Given task: Could you write the records out again, replacing every "Target" with "Object" and changing nothing else?

(Stored data entries)
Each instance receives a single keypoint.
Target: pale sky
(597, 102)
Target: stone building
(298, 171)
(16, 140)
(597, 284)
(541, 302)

Reply:
Each instance receives a single keypoint.
Object: pale sky
(597, 102)
Object: stone building
(298, 171)
(16, 140)
(597, 284)
(541, 302)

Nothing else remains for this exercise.